What to do: All the data should come back exactly as it was given.

Extracted records
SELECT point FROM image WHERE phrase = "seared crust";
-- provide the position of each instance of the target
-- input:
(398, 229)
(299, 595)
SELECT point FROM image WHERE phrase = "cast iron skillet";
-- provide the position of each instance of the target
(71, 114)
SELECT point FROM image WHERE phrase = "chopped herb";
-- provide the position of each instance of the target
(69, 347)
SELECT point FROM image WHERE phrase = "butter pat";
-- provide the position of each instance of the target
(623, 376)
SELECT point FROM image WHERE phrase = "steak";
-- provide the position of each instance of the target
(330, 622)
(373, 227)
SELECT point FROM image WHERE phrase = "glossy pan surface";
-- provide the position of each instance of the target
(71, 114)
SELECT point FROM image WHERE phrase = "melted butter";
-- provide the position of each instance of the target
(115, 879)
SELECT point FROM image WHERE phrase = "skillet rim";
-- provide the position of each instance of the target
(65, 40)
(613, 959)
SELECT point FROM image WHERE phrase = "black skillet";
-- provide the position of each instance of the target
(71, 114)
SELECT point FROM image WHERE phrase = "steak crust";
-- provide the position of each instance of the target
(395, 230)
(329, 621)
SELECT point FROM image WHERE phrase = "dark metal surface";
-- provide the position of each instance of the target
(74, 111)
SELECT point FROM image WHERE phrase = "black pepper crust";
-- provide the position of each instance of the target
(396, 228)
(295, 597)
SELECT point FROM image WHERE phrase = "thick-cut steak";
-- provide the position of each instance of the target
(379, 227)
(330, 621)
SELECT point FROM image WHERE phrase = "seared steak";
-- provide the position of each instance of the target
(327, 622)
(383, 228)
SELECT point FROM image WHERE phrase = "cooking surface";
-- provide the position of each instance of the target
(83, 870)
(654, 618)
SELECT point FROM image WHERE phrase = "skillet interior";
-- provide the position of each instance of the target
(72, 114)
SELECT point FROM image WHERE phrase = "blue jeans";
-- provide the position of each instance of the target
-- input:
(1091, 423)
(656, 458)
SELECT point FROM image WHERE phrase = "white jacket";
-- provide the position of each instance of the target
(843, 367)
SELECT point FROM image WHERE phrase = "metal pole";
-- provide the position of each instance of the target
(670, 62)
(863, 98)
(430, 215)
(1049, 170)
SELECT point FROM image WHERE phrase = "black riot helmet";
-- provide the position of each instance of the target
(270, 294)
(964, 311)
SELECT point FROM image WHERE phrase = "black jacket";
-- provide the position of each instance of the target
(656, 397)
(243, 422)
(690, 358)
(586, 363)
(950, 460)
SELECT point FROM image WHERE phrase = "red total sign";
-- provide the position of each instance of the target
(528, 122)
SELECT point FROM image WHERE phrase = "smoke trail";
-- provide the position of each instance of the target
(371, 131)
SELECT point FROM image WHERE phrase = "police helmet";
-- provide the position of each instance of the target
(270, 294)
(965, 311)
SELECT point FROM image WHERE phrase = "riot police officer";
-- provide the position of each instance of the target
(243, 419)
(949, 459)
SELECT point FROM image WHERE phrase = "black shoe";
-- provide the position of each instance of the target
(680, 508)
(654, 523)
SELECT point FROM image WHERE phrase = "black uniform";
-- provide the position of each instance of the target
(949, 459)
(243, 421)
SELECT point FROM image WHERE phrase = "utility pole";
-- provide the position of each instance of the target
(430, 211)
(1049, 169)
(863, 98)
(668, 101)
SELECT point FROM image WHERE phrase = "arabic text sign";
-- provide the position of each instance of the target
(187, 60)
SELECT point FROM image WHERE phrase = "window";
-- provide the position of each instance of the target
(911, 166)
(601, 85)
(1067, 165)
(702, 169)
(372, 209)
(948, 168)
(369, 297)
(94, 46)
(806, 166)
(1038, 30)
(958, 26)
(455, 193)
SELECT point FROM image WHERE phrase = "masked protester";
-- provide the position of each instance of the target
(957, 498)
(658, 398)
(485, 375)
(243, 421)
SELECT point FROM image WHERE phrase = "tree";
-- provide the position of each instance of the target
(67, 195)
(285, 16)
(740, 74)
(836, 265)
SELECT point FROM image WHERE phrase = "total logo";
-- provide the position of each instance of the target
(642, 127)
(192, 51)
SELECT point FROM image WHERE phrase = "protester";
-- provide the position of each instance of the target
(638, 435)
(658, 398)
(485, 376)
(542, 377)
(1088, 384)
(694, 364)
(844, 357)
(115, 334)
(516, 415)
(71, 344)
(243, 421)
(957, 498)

Solution:
SELECT point FROM image WHERE phrase = "seared crust";
-- provide the position of each instance of the target
-- input:
(398, 229)
(299, 595)
SELECT point FROM image WHERE phrase = "cast iron skillet";
-- provide the position of each instance of the target
(71, 114)
SELECT point FROM image WHERE phrase = "chopped herb";
-- provide the position of each instance of the target
(69, 347)
SELECT point FROM image WHERE phrase = "butter pat";
-- provide the position of each instance of the target
(623, 376)
SELECT point FROM image WHERE phrase = "steak";
-- provide the position of each instance of the target
(330, 622)
(373, 227)
SELECT point FROM image WHERE phrase = "glossy pan surface";
-- provide the position of each instance of the target
(71, 114)
SELECT point FROM image WHERE phrase = "melted butter";
-- provide the position of each instance of the target
(115, 879)
SELECT point FROM image WHERE phrase = "skillet rim";
-- provide the position of each instance of the target
(65, 40)
(613, 959)
SELECT point FROM image WHERE phrase = "black skillet";
-- provide the position of each instance of the target
(71, 114)
SELECT point FROM image WHERE phrase = "steak crust";
-- provide the position of each instance of the target
(395, 230)
(329, 621)
SELECT point FROM image WHERE phrase = "dark metal surface";
-- provide the position of each instance of the target
(74, 111)
SELECT point FROM image WHERE phrase = "black pepper crust";
-- provide the position of each instance of the target
(396, 228)
(295, 597)
SELECT point FROM image WHERE phrase = "thick-cut steak";
-- provide the position of each instance of the target
(379, 227)
(330, 621)
SELECT point FROM image WHERE phrase = "seared steak";
-- provide the position of each instance of the target
(327, 622)
(383, 228)
SELECT point FROM image WHERE phrase = "cooking surface";
-- provide the position of each instance of the target
(83, 870)
(654, 618)
SELECT point FROM image WHERE phrase = "skillet interior";
-- provide the position of each instance of the target
(72, 114)
SELECT point FROM image WHERE phrase = "blue jeans";
-- provide the position of each instance of the target
-- input:
(1091, 423)
(656, 458)
SELECT point FROM image WHERE phrase = "white jacket";
-- provide the position of each instance of the target
(843, 367)
SELECT point FROM image WHERE phrase = "metal pole";
-- provide the position of each instance of the target
(670, 62)
(863, 98)
(430, 215)
(1049, 170)
SELECT point FROM image WHERE phrase = "black riot helmet";
-- provide the position of each instance of the target
(270, 294)
(964, 311)
SELECT point FROM image WHERE phrase = "black jacket";
-- provide the position of each instance of the target
(656, 397)
(243, 422)
(690, 358)
(586, 363)
(950, 460)
SELECT point FROM image WHERE phrase = "red total sign";
-- provide the position of each instance of the target
(528, 122)
SELECT point FROM image WHERE phrase = "smoke trail";
-- provide the position of each instance of the target
(371, 131)
SELECT point FROM image WHERE phrase = "police helmet";
-- provide the position of each instance of the target
(270, 294)
(965, 311)
SELECT point FROM image WHERE phrase = "riot police officer";
-- provide the position of each instance of the target
(243, 419)
(949, 459)
SELECT point FROM image WHERE phrase = "black shoe";
-- provide the position of each instance of the target
(680, 508)
(654, 523)
SELECT point FROM image WHERE phrase = "black uniform";
-- provide the position of each instance of the target
(949, 459)
(243, 421)
SELECT point FROM image WHERE phrase = "utility pole";
-- provide the position of each instance of the target
(430, 211)
(1049, 169)
(863, 98)
(668, 101)
SELECT point FROM image WHERE phrase = "arabic text sign";
-- provide the position of each instance of the target
(187, 60)
SELECT point FROM image WHERE phrase = "window";
-- provide the position of each instance of the target
(911, 166)
(601, 85)
(1067, 165)
(702, 169)
(372, 209)
(948, 168)
(369, 297)
(94, 46)
(806, 166)
(1038, 30)
(958, 26)
(455, 193)
SELECT point FROM image WHERE phrase = "masked protester";
-- provide the position of each instance of the target
(957, 498)
(658, 398)
(485, 375)
(243, 421)
SELECT point FROM image WHERE phrase = "tree";
-- provide the position of each instance of the target
(67, 195)
(285, 16)
(740, 74)
(836, 265)
SELECT point FROM image WHERE phrase = "total logo";
-- provide the position of each instance of the target
(642, 127)
(192, 51)
SELECT point FROM image WHERE phrase = "protester";
-- provide the position of each instance of the target
(638, 435)
(658, 398)
(485, 376)
(542, 377)
(1088, 384)
(694, 364)
(844, 357)
(115, 334)
(516, 415)
(71, 344)
(243, 421)
(957, 498)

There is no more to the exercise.